Records shown —
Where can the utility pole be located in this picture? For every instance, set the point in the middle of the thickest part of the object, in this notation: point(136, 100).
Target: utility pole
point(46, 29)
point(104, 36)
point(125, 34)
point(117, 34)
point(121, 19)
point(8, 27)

Do this — Print every one of the items above again, line for line, without changing anything.

Response to this task —
Where can the utility pole be located in this picture? For every instance, set the point in the middle of the thickest part of the object, in this notation: point(136, 100).
Target: utility pole
point(46, 29)
point(104, 36)
point(125, 34)
point(117, 34)
point(121, 19)
point(8, 27)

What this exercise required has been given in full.